> Exercise instructions
Recast the material below as a JSON list of strings, one per line and with blank lines omitted, beginning at its first line and stopping after the line that contains "[0,226,743,814]". Leave the pictures out of the list.

> Provided data
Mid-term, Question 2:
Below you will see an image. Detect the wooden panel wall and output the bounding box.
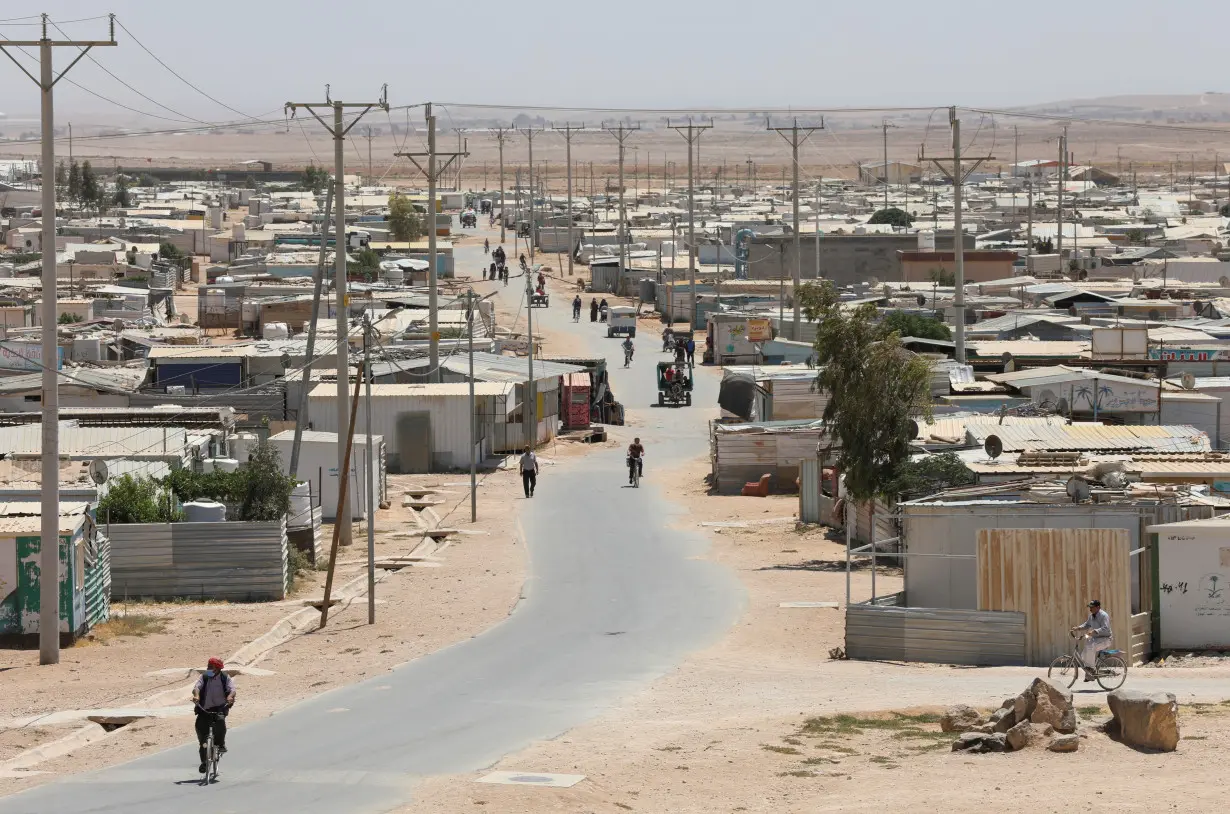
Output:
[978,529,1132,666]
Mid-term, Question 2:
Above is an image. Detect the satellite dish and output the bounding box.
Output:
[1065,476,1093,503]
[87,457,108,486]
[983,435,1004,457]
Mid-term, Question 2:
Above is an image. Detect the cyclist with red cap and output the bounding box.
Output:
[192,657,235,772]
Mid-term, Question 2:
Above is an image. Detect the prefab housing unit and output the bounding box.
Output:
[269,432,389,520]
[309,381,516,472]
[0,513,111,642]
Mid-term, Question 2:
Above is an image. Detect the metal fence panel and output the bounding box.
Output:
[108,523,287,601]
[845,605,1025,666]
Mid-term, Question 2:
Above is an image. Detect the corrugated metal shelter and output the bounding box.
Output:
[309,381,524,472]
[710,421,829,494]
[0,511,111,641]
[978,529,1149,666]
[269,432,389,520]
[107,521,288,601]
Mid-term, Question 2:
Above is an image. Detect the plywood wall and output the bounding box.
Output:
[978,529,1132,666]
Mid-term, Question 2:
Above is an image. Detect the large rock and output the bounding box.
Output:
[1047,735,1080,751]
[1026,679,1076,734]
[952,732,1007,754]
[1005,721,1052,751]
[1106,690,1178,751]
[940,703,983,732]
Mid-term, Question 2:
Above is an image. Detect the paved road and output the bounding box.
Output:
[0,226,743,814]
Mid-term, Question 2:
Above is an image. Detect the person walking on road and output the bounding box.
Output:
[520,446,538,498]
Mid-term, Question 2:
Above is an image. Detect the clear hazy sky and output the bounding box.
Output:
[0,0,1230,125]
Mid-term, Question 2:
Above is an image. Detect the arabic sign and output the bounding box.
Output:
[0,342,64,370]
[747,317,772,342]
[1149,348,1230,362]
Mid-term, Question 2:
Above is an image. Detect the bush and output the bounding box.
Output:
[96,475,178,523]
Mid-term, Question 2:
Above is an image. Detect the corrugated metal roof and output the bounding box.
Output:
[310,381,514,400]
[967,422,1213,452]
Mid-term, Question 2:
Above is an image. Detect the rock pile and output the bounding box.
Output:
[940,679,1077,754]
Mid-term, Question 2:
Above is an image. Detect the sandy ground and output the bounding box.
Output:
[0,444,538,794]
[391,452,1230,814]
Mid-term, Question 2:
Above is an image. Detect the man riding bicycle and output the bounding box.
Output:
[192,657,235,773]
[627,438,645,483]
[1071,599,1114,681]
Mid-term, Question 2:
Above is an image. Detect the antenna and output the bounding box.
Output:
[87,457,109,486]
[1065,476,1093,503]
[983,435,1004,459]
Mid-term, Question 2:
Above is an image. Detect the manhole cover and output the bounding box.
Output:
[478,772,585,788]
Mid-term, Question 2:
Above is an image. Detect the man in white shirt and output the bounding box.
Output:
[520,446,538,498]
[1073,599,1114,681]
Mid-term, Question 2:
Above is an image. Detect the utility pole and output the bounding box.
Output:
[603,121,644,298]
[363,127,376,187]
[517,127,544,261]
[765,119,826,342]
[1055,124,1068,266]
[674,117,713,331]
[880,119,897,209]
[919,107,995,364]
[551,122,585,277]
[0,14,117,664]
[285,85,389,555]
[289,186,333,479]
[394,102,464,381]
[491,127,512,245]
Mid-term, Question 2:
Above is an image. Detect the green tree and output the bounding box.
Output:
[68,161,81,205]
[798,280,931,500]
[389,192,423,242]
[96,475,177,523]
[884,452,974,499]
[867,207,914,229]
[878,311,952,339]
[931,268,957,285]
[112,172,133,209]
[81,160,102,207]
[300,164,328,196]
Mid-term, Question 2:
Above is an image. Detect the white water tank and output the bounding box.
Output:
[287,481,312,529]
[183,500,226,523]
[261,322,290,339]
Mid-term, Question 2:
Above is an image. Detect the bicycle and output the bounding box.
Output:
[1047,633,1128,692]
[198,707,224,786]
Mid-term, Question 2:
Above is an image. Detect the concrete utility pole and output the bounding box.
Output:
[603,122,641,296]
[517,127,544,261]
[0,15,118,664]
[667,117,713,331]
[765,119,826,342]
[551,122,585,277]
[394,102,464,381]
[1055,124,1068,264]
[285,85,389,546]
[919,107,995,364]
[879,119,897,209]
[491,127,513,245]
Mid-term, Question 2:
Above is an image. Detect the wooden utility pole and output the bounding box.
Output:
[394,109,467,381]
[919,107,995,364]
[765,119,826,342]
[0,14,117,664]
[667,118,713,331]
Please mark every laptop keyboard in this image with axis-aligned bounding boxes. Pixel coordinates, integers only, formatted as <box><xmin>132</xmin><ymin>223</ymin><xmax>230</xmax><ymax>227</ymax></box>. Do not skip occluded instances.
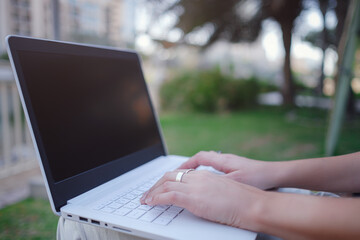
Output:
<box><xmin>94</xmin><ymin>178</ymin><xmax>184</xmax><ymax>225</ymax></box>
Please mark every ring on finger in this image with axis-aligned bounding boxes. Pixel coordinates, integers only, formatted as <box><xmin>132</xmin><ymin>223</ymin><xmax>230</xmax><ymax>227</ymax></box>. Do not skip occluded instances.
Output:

> Output of the exercise
[
  "Mid-term, Question 2:",
  "Below you will see an image. Detect the wooden panel wall and output the bounding box.",
  "Output:",
  "[978,529,1132,666]",
  "Mid-term, Question 2:",
  "Above is an image. Detect the satellite dish and output the bounding box.",
  "Output:",
  "[1065,476,1093,503]",
  "[87,457,108,486]",
  "[983,435,1004,457]",
  "Mid-term, Question 2:",
  "Above is an image. Detect the cyclist with red cap and output the bounding box.",
  "Output:",
  "[192,657,235,772]",
  "Mid-term, Question 2:",
  "Above is an image. Detect the prefab housing unit and output the bounding box.",
  "Output:",
  "[269,432,389,520]",
  "[309,381,516,472]",
  "[0,513,111,642]",
  "Mid-term, Question 2:",
  "Above is an image. Detect the metal fence panel and output the bounding box.",
  "Output:",
  "[108,523,287,601]",
  "[845,605,1025,666]",
  "Mid-term, Question 2:",
  "Above is an image. Detect the corrugated metal shelter and output the bounding box.",
  "Output:",
  "[309,381,524,472]",
  "[710,421,829,494]",
  "[0,511,111,641]",
  "[978,529,1149,666]",
  "[269,432,389,520]",
  "[107,521,288,601]",
  "Mid-term, Question 2:",
  "Above is an image. Detect the plywood wall and output the bounding box.",
  "Output:",
  "[978,529,1132,666]",
  "Mid-term, Question 2:",
  "Above is an image. Detect the large rock and output the bounding box.",
  "Output:",
  "[1047,735,1080,751]",
  "[1026,679,1076,734]",
  "[952,732,1007,754]",
  "[1005,721,1052,751]",
  "[1106,690,1178,751]",
  "[940,703,983,732]",
  "Mid-term, Question 2:",
  "Above is an image. Detect the paved road and output the bounding box.",
  "Output:",
  "[0,226,743,814]"
]